List every line in the records below that contains the string "item".

** BEGIN Supplied records **

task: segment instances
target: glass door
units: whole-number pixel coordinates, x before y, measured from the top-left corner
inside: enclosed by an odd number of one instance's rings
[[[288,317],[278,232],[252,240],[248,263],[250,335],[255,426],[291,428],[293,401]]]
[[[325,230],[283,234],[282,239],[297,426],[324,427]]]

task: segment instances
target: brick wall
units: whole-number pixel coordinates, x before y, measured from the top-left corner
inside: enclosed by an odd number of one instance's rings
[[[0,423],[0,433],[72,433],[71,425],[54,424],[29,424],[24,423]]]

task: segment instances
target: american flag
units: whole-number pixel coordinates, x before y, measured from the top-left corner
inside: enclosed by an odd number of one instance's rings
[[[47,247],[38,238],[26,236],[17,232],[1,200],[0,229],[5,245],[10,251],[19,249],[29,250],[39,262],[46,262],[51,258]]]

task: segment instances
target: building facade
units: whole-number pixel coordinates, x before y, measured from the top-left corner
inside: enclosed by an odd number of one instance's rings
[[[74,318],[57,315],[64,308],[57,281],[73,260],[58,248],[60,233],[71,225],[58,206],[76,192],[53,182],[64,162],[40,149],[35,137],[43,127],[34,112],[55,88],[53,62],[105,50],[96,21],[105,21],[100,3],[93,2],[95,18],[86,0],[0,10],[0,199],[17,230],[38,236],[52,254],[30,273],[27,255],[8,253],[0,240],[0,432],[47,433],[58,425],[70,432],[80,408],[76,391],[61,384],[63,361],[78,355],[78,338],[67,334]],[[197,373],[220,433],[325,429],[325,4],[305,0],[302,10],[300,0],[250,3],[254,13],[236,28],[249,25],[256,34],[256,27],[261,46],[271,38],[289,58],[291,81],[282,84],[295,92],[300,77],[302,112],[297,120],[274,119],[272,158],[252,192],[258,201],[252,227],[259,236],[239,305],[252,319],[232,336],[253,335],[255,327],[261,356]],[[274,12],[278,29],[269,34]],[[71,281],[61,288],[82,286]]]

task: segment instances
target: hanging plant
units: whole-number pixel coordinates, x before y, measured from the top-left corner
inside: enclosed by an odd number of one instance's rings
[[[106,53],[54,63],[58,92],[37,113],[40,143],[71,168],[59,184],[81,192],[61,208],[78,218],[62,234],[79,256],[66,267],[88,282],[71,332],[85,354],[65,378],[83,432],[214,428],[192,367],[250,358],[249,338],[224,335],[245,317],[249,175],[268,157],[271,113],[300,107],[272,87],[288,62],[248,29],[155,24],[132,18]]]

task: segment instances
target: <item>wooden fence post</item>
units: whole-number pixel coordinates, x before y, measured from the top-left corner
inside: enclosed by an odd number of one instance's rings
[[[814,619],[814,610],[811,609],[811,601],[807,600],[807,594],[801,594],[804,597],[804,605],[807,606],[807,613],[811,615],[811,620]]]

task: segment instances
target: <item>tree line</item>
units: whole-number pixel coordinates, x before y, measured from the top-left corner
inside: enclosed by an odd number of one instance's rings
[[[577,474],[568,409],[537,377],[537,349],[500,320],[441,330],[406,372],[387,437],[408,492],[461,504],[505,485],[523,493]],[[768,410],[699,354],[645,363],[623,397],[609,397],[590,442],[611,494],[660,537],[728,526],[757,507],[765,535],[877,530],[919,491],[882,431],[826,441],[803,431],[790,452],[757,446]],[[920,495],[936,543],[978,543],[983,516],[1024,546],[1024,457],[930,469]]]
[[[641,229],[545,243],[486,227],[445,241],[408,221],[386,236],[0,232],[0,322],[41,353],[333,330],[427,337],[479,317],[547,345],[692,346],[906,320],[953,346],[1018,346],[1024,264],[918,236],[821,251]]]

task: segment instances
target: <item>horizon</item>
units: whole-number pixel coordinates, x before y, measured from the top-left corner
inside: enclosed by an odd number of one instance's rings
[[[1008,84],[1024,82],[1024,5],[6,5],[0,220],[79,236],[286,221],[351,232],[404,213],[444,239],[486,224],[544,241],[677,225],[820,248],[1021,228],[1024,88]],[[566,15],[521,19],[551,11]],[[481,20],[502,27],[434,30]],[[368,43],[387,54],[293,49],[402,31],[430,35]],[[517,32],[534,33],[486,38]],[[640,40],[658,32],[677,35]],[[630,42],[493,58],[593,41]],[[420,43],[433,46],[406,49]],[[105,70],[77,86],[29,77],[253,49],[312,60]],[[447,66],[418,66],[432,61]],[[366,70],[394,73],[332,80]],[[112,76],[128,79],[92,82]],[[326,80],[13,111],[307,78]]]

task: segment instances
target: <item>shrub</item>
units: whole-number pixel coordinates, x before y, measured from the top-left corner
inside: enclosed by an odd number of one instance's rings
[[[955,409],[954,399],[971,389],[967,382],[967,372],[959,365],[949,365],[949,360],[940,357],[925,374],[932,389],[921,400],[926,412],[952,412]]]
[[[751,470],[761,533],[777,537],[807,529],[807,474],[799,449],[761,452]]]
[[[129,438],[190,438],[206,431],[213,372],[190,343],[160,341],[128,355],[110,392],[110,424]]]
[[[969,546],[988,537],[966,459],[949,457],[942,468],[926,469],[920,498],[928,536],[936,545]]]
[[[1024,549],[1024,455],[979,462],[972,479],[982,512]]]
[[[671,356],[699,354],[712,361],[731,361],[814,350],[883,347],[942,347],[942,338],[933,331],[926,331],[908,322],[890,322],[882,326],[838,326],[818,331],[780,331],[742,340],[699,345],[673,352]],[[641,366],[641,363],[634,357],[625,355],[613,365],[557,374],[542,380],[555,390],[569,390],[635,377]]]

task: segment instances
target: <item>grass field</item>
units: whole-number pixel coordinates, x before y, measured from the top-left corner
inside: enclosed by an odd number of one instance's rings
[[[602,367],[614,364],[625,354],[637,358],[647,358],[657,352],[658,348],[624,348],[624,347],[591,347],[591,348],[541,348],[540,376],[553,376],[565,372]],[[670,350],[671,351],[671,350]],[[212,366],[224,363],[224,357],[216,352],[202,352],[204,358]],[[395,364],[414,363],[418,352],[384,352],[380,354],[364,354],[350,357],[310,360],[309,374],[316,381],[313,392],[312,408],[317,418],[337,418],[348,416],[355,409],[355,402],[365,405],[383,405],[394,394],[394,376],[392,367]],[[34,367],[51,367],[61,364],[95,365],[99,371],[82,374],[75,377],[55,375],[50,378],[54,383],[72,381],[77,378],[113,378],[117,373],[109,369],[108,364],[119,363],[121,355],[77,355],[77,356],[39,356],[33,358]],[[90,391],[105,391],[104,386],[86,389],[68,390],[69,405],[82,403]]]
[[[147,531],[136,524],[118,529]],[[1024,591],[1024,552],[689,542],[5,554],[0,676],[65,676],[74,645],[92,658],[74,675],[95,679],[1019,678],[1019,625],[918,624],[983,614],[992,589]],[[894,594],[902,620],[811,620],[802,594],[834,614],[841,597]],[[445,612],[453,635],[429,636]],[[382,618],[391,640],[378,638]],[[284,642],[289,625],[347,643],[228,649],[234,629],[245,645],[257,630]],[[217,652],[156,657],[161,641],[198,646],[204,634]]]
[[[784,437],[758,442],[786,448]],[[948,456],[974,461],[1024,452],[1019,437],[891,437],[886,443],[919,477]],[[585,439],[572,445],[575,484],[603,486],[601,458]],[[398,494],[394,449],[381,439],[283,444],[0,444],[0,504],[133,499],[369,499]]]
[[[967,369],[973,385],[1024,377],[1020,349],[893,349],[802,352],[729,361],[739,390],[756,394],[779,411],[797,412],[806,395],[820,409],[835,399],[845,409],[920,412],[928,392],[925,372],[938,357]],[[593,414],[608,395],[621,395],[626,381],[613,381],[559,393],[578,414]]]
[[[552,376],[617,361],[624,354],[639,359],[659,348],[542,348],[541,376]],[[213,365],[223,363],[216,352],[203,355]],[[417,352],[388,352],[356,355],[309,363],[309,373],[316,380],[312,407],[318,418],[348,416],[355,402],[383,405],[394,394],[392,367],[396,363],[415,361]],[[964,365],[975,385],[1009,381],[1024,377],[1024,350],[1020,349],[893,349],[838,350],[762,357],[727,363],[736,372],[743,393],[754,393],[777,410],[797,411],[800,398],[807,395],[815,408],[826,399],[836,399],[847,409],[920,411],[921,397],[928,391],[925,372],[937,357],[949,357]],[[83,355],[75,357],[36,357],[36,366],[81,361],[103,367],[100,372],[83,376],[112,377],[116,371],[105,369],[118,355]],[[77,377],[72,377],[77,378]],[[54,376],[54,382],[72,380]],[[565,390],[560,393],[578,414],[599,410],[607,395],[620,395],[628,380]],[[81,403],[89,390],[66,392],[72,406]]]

** END Supplied records **

Response to this task:
target: <item>wooden fence post</item>
target: <item>tree line</item>
target: <item>horizon</item>
target: <item>shrub</item>
target: <item>grass field</item>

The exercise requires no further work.